» **Your goal**
Answer each question from the passage below on changes to Rev. Proc. 2007–44:
1. Expiration dates in determination letters issued before what date will no longer be operative?
2. To what date is the deadline for adopting a current defined contribution pre-approved plan extended?
3. A "current defined contribution pre-approved plan" is one approved on the basis of what list?

» **Source document**
Rev. Proc. 2007–44 will be modified to provide that expiration dates included in determination letters issued prior to January 4, 2016, are no longer operative. Future guidance will clarify the extent to which an employer may rely on a determination letter after a subsequent change in law or plan amendment.

V. EXTENSION OF ADOPTION PERIOD AND DETERMINATION LETTER SUBMISSION PERIOD FOR CERTAIN ADOPTERS OF DEFINED CONTRIBUTION PRE-APPROVED PLANS

Rev. Proc. 2007–44 will be modified to provide that the deadline for an employer to adopt a current defined contribution pre-approved plan and to apply for a determination letter, if otherwise permissible, is extended from April 30, 2016, to April 30, 2017, with respect to any defined contribution pre-approved plan adopted on or after January 1, 2016, other than a plan that is adopted as a modification and restatement of a defined contribution pre-approved plan that had been maintained by the employer prior to January 1, 2016. This extension will facilitate a plan sponsor’s ability to convert an existing individually designed plan into a current defined contribution pre-approved plan. For purposes of this section V, a “current defined contribution pre-approved plan” is one that was approved based on the 2010 Cumulative List.

» **Recorded data**
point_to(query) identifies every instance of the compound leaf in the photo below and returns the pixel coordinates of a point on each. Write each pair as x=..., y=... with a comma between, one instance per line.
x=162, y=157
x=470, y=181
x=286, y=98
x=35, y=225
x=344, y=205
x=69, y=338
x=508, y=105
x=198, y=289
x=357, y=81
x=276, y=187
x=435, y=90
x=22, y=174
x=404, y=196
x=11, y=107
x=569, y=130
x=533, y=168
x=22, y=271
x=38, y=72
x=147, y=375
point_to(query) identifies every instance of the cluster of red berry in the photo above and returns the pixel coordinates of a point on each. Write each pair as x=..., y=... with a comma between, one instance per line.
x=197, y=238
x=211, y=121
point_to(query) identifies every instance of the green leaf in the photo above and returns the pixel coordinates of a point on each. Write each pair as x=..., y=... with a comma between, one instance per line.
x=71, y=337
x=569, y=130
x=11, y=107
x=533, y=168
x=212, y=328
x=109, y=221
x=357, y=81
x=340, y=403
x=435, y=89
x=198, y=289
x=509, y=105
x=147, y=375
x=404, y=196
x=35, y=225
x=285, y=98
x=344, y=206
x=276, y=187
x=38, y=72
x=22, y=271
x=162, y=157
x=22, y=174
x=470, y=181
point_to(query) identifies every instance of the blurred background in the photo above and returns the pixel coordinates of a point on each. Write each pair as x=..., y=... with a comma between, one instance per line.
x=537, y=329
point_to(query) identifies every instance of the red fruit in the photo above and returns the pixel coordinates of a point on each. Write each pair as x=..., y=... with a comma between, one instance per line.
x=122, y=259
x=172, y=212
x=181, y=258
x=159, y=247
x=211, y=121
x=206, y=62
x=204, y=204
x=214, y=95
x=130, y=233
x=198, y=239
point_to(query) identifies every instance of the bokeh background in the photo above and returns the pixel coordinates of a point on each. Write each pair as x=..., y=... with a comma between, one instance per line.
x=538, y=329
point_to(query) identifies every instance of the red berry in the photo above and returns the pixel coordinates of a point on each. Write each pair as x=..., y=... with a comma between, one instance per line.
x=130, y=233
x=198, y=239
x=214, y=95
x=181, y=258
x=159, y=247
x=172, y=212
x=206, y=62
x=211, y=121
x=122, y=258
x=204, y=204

» **Written answer**
1. January 4, 2016
2. April 30, 2017
3. The 2010 Cumulative List